◆ **Instructions to follow**:
Please update the entries below so that "identify one point on" becomes "mark a single point on" throughout, with everything else left as is. Leave the pictures out of your answer.

---------- Input data

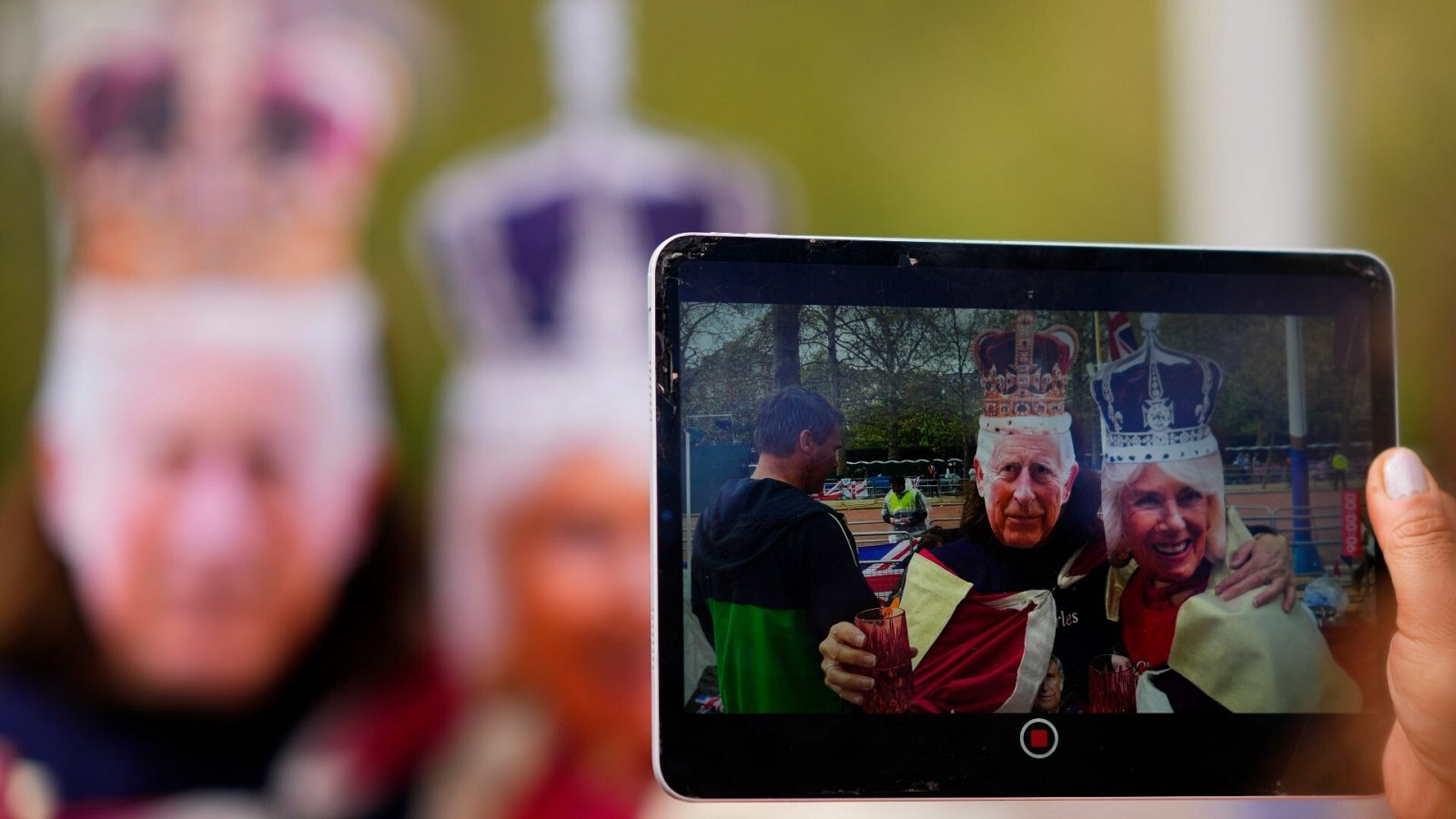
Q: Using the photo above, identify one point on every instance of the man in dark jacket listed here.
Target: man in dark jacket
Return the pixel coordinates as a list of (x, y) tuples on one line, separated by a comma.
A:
[(774, 569)]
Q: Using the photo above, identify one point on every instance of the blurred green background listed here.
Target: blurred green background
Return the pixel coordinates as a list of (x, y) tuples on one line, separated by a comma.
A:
[(997, 120)]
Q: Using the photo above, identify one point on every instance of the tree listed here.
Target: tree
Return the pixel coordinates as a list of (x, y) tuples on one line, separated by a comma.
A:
[(785, 346), (888, 343)]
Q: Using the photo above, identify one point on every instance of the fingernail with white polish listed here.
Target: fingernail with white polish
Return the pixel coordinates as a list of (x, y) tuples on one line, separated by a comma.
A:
[(1404, 475)]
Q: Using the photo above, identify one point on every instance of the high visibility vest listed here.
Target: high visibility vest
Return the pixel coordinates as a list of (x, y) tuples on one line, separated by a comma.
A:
[(905, 501)]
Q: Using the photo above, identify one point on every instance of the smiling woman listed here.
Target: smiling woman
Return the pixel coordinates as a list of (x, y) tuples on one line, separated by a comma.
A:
[(1164, 503)]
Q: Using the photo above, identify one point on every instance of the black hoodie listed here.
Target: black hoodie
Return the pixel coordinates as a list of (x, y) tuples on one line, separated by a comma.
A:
[(772, 571)]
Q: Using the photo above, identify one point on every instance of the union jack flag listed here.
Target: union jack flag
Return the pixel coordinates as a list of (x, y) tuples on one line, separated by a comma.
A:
[(885, 564), (1120, 339)]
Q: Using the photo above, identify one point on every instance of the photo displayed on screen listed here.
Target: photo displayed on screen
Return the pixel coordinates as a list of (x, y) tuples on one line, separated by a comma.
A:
[(1024, 511)]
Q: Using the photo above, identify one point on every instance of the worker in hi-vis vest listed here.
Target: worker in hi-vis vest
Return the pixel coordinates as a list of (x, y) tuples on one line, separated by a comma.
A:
[(905, 509)]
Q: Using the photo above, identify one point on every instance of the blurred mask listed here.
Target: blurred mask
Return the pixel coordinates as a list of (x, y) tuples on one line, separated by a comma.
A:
[(208, 462)]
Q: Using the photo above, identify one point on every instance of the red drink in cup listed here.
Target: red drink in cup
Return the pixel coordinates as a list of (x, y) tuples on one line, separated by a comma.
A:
[(1113, 683), (888, 640)]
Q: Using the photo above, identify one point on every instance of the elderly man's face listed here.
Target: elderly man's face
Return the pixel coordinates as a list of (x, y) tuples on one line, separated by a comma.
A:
[(1050, 693), (1024, 489), (206, 548)]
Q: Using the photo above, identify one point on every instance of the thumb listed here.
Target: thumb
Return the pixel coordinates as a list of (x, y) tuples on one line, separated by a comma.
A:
[(1416, 525)]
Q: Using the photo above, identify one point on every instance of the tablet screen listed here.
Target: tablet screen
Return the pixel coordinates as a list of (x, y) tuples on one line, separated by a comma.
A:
[(1060, 491)]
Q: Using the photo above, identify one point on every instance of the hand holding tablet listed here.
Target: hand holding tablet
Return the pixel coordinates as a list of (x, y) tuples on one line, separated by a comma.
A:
[(1416, 523), (1159, 496)]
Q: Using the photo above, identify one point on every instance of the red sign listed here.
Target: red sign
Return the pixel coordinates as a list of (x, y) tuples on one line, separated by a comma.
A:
[(1350, 545)]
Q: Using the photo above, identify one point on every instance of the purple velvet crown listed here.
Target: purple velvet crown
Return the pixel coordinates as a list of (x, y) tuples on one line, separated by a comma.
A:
[(1157, 402), (1026, 372)]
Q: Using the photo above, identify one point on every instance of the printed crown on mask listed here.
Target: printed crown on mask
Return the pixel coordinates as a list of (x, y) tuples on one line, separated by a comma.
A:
[(1157, 402), (1026, 372), (198, 138)]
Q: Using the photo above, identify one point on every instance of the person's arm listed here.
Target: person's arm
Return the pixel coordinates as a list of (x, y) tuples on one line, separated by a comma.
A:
[(1416, 523), (1263, 560), (699, 603), (837, 589)]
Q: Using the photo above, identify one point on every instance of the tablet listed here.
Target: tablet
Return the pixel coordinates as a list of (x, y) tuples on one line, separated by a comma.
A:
[(1031, 477)]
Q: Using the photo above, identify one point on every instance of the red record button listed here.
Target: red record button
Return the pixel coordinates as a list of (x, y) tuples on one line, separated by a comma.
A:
[(1038, 738)]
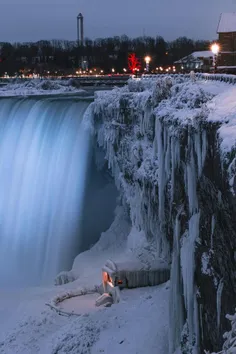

--------------------

◆ **Result**:
Q: Using the photo above, mark a single point on every instance of the man in dark jacket listed here.
Target: man in dark jacket
Return the pixel coordinates as a list of (x, y) tuples on one line, separated by a comma.
A:
[(774, 569)]
Q: Using the photo above, mark a single point on every instance of the blurred green background listed here.
Target: blurred green background
Return the pixel coordinates as a list of (x, y) tuples on one line, separated by a comma.
A:
[(997, 120)]
Q: Using the photo above, mark a single point on every instance of the tree listed here.
Target: tree
Return the pixel coordinates as a list of (x, y) tuples on one line, separated by a comma.
A:
[(785, 346), (888, 343)]
Q: Using the photo above, mark a single point on every instance of the fingernail with white polish listed here.
Target: fingernail with white polish
Return the pixel coordinates as a list of (x, y) tuples on one line, separated by a comma.
A:
[(1404, 475)]
Q: Using the photo above, mark a single point on every instance of the high visibility vest listed here.
Target: high visibility vest
Return the pixel coordinates as a list of (x, y) tuples on one line, separated by a comma.
A:
[(905, 501)]
Q: Using the photo above, mark a single point on every instance of the smiling woman listed here.
Target: smiling woman
Return the pixel coordinates as a list of (x, y) tuples on one line, separated by a comma.
A:
[(1164, 503)]
Q: Using the photo above, mark a single point on every instance of the black hoodie listed here.
Target: black hoodie
Return the pixel coordinates as a list of (x, y) tuples on one line, separated by a comma.
A:
[(772, 571)]
Q: Using the photo above, mark a single point on every instance of the union jack flag listed here.
Target: union jack flag
Return the pixel coordinates as a list of (x, y) tuples on one line, separated by a comma.
A:
[(885, 564), (1120, 339)]
Q: Using the photo above, mark a single point on every instance of the photo displayed on screen listed here.
Target: photo displayed on screen
Return the pixel coordinates as a list of (x, y) tuples on one line, separated by a comma.
A:
[(1024, 511)]
Q: Using the photo above, mark a single point on every instance of the worker in hi-vis vest listed here.
Target: worker in hi-vis vest
Return the pixel coordinates as a list of (x, y) tuples on one line, separated by a comma.
A:
[(905, 509)]
Q: Using the photo above, mark a single point on every instance of the blurred mask listed here.
Target: blurred mask
Return the pixel coordinates as a list of (x, y) tuples on one line, separated by a comma.
A:
[(208, 462)]
Q: Using the photo above, mark a single point on every instance of the red drink in cup listed here.
Target: red drink in cup
Return the pixel coordinates as a list of (x, y) tuples on one line, separated by a comma.
A:
[(1113, 683), (888, 640)]
Q: Using the photo above, mark a single point on every instance of the elderly man's face listed here.
Target: elderly man's face
Return the pixel coordinates as a list of (x, y) tuples on one line, separated by a comma.
A:
[(1050, 693), (1024, 489), (206, 548)]
Q: Using the photo above, mark a single point on every instance of the thumb listed here.
Target: thumb
Return the pixel coordinates as a list of (x, y) tuples on one line, separated by a comma.
A:
[(1416, 525)]
Q: Using the photo above, mark a single point on every instance of the tablet screen listed here.
Target: tablet screen
Return the pixel coordinates as a list of (x, y) tuples on one line, separated by a comma.
A:
[(1060, 491)]
Q: Using the photo above, mark a single point on every instance of the hand holding tablet listed here.
Target: hand holding tablet
Return the pixel coordinates as a list of (x, y) tuples on one line, separated by a comma.
A:
[(1416, 523), (1159, 496)]
Q: Using the photo above, mark a single point on every instance of the red sign listed here.
Target: red sign
Return the pixel coordinates as a list of (x, y) tuples on one line, separated by a comma.
A:
[(1350, 545)]
Q: Using the photo above, mark a single point on every instance of the purple velvet crown listed here.
Target: purple velvet crown
Return the pixel coordinates as a list of (x, y) tuples on one line, separated by a comma.
A:
[(1157, 402), (1026, 372)]
Q: Using the photo above, mark a single point on every instance of the printed crown on mask listed here.
Target: printed crown on mask
Return the pixel coordinates as a list of (x, y) tuples on one line, separated by a comma.
A:
[(1157, 402), (1026, 372), (198, 138)]
Q: Using the photo above, mark a single point on every instance of the person's arm listed here.
Target: person's arm
Return the pixel coordinates as a list of (x, y) tuples on one line, separated by a comma.
A:
[(1416, 523), (1263, 560), (699, 603), (837, 589)]
Q: Using the photo above, mark a single point on every instance of the tablet listed here.
Target: tablet
Return the pixel coordinates as a list of (x, y) tuples on one line, separated by a comma.
A:
[(1031, 477)]
Q: Using the photo above, mark a single point on every instance of the red record button listed here.
Target: red record button
Return the pixel coordinates as a list of (x, y) tuples on one line, separated by a comma.
A:
[(1038, 738)]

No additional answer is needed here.